*EXERCISE DETAILS*: In the article below on Buzzle v Apple, what did the Court decide about whether Apple was a shadow director of Buzzle? Please answer in one sentence.

*SELECTED EXTRACT*:
-- START --
Contact Us

Section navigation

Buzzle v Apple - Creditors take heart

By Daniel Goldberg, Special Counsel
9 July 2010

A recent NSW Supreme Court decision[1] provides further guidance and some comfort on the law of shadow directorship.

Background

Buzzle Operations resulted from the merger of a number of resellers of Apple products.

Under the terms of their contracts with Apple, the resellers required Apple's consent to be able to effect the merger, so Apple took part in discussions leading up to and after the merger.

During these discussions, Apple made clear to Buzzle its financial expectations and what it required Buzzle to do in order to maintain its co-operation and give its consent. In particular, Apple:

Buzzle's directors felt that they had "absolutely no choice but to agree to [Apple's] terms".

Buzzle subsequently went into liquidation. Its liquidator claimed that Apple's negotiations and communications with Buzzle had made it a "shadow director" of Buzzle and that, as a result, Apple was liable for insolvent trading by Buzzle.

What is a shadow director?                             

In addition to persons formally appointed as directors, the Corporations Act 2001 (Cth) provides that a person is a director of a company if:

  1. they act in the position of a director (referred to as a de facto director); or
  2. the directors of the company or body are accustomed to act in accordance with the person's instructions or wishes (referred to as a shadow director).

Allegations against Apple

In this case, it was alleged that by imposing conditions for the giving of its consent, by participating in discussions relating to the merger and by imposing other requirements on Buzzle, Apple had been a shadow director of Buzzle.

If Apple's conduct had been found to make it a shadow director of Buzzle, then Apple would have been a director of Buzzle and therefore liable for any insolvent trading by Buzzle.

Key findings

The case examined whether, in light of the commercial pressure Apple exerted on Buzzle and its directors and shareholders and the fact that Buzzle did in fact comply with many if not all of Apple's demands, Buzzle's directors could be said to be "accustomed to act in accordance with [Apples]'s instructions or wishes".

The Court found that Apple was not a shadow director of Buzzle and gave the following guidance:

  1. If a party's consent is required for a proposal and the party imposes conditions for the giving of its consent, while this might influence the outcome of the decision, it does not of itself mean that the party participated in the making of the decision or that it was involved in the management of the company.

    The court gave as an example "a lender who is entitled to demand repayment of a loan and appoint a receiver can say, for example, that it will stay its hand only if the borrowing company sells certain assets".
-- END --
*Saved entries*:
-- START --
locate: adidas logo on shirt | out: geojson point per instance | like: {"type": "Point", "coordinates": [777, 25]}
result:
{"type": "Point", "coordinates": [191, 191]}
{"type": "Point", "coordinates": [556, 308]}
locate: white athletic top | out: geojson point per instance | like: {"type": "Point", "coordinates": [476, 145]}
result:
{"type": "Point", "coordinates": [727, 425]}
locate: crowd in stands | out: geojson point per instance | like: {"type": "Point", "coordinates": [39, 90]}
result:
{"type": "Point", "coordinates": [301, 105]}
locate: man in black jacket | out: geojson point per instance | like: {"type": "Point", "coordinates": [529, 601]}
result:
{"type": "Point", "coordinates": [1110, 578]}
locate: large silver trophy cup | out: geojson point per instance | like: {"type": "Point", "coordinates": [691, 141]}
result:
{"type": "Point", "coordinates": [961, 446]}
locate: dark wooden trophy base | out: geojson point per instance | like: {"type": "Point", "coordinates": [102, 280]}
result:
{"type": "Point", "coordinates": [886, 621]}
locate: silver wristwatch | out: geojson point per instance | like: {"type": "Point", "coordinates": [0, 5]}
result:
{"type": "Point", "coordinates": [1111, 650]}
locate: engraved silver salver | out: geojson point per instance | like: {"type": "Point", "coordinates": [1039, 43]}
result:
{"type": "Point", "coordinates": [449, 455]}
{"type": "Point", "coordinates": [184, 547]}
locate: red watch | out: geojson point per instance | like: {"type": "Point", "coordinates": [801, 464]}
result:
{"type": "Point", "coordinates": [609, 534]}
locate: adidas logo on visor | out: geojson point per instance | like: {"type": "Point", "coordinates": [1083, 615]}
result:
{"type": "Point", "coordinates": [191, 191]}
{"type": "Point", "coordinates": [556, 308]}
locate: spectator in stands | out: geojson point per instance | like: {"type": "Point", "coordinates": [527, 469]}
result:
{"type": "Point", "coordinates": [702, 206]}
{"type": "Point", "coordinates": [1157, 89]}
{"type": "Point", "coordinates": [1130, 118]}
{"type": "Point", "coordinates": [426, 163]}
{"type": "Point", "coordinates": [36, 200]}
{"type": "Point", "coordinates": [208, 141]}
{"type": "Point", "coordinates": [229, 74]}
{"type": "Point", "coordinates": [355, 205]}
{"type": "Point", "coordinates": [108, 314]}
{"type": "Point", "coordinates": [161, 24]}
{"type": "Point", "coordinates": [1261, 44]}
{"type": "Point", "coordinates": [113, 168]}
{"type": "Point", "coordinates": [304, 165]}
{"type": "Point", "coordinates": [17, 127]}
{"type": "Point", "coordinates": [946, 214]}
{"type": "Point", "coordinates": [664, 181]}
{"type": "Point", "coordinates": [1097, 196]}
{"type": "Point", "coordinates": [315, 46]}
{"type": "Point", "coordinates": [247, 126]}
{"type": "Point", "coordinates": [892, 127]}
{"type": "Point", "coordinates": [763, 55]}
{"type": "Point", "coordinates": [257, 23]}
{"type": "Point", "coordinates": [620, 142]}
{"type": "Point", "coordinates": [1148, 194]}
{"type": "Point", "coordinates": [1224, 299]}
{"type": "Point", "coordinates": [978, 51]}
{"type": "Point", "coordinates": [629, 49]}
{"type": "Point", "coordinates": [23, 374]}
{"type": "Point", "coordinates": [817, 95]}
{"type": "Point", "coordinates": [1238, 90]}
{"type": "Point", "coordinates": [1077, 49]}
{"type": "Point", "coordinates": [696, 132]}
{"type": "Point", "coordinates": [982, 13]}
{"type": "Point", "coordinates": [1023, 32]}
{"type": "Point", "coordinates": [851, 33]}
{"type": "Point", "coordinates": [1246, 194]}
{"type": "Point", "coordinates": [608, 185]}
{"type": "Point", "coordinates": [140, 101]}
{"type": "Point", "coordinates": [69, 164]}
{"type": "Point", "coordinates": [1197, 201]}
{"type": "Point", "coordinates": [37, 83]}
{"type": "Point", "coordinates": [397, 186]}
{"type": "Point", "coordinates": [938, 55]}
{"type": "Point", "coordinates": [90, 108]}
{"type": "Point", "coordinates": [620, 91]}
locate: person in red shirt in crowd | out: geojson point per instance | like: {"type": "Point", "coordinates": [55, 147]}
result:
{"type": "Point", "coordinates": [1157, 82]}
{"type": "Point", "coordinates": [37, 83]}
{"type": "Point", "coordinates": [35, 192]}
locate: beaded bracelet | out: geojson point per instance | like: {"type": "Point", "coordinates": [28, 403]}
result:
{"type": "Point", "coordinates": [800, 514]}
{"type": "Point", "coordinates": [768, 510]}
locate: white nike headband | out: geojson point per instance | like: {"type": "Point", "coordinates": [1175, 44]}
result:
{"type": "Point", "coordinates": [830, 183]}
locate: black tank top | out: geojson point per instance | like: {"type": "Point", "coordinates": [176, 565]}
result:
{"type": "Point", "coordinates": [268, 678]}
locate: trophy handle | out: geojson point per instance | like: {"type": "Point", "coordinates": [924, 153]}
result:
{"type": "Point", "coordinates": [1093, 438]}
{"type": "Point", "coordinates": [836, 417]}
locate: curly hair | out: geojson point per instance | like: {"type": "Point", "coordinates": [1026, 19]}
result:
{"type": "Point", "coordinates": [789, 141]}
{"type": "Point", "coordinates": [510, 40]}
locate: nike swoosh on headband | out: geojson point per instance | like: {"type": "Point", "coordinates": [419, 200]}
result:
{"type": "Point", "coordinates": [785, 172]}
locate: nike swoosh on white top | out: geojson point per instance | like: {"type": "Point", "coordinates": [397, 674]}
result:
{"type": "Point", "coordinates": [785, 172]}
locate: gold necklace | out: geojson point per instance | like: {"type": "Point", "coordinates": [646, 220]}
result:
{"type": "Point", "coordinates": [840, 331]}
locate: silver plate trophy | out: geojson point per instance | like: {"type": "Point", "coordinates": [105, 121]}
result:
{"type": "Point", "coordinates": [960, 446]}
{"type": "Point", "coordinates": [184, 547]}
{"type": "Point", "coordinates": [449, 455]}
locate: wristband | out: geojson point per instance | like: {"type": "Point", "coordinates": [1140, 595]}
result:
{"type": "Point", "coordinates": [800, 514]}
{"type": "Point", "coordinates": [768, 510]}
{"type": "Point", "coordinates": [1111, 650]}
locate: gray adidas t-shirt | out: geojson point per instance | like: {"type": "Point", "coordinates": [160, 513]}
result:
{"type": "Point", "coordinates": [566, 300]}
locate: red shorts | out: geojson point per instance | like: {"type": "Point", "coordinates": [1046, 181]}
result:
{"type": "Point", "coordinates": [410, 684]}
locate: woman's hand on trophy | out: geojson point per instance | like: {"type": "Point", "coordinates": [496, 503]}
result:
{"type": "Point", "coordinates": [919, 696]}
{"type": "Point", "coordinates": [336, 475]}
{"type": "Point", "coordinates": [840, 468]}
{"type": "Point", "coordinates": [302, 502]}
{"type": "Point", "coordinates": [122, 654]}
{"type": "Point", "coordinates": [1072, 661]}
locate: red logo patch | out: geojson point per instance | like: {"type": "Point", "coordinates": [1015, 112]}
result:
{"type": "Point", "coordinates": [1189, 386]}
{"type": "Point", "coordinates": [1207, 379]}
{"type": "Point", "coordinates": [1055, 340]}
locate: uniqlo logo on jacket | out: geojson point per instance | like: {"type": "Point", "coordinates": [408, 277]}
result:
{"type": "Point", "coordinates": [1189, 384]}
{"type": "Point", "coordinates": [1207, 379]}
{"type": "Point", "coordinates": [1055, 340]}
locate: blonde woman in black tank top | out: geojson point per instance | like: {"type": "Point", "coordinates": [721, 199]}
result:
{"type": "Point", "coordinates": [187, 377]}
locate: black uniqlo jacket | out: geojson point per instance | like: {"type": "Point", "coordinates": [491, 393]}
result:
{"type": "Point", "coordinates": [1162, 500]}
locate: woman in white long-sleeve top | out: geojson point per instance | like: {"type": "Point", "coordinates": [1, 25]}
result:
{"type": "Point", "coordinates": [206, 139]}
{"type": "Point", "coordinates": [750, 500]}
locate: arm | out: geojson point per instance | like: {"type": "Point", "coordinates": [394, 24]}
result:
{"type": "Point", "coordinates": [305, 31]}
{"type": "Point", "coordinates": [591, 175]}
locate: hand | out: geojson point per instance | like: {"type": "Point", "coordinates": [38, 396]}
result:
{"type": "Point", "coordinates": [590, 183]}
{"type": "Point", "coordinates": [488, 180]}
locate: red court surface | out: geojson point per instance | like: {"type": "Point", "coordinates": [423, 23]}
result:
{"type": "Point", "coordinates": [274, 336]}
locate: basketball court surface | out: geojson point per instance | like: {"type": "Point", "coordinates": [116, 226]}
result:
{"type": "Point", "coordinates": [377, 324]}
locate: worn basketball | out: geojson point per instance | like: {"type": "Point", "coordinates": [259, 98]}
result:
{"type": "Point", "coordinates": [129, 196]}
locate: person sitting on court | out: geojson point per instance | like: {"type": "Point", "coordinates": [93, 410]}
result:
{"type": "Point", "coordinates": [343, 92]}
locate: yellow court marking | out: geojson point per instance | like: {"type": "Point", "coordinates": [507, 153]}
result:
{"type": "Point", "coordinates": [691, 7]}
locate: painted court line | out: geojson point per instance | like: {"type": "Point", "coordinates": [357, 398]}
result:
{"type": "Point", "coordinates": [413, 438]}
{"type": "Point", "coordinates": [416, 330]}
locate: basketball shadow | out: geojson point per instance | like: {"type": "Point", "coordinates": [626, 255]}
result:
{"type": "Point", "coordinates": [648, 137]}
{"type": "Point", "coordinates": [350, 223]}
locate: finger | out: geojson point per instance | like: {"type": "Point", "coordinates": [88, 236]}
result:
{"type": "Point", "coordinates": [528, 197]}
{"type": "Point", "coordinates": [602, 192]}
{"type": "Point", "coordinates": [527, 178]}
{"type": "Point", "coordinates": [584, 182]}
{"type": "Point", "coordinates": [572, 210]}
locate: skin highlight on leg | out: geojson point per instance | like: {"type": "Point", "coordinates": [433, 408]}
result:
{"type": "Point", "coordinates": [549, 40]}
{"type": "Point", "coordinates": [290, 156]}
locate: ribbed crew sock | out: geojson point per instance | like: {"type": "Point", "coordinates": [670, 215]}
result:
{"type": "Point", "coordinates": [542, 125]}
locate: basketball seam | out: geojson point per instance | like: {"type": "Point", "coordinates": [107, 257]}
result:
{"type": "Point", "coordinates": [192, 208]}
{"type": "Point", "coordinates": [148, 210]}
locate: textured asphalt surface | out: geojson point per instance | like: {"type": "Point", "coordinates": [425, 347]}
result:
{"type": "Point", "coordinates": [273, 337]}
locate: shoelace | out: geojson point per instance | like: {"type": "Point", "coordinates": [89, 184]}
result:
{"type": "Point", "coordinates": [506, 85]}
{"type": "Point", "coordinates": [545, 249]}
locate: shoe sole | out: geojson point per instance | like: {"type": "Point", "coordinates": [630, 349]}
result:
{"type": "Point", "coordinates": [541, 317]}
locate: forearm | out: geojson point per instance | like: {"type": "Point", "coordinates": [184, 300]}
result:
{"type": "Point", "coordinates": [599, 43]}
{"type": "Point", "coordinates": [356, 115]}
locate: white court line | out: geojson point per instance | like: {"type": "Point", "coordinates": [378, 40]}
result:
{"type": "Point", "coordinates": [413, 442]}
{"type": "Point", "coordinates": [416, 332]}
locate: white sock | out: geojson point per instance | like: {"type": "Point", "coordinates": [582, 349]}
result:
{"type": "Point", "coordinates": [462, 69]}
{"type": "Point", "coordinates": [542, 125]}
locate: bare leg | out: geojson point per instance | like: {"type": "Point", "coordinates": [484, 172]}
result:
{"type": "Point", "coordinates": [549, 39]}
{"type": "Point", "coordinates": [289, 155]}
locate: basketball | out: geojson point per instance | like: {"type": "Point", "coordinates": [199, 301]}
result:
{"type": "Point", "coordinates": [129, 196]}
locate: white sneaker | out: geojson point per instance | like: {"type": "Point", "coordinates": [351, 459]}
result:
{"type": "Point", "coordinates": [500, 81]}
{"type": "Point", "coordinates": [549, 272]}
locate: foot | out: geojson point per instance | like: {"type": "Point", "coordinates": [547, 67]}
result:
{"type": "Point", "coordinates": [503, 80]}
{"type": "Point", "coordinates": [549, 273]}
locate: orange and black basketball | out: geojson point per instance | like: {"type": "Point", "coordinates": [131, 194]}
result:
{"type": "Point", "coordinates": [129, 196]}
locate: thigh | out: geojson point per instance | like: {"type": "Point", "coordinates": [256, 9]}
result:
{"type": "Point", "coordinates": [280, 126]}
-- END --
*EXERCISE RESPONSE*: The Court found that Apple was not a shadow director of Buzzle.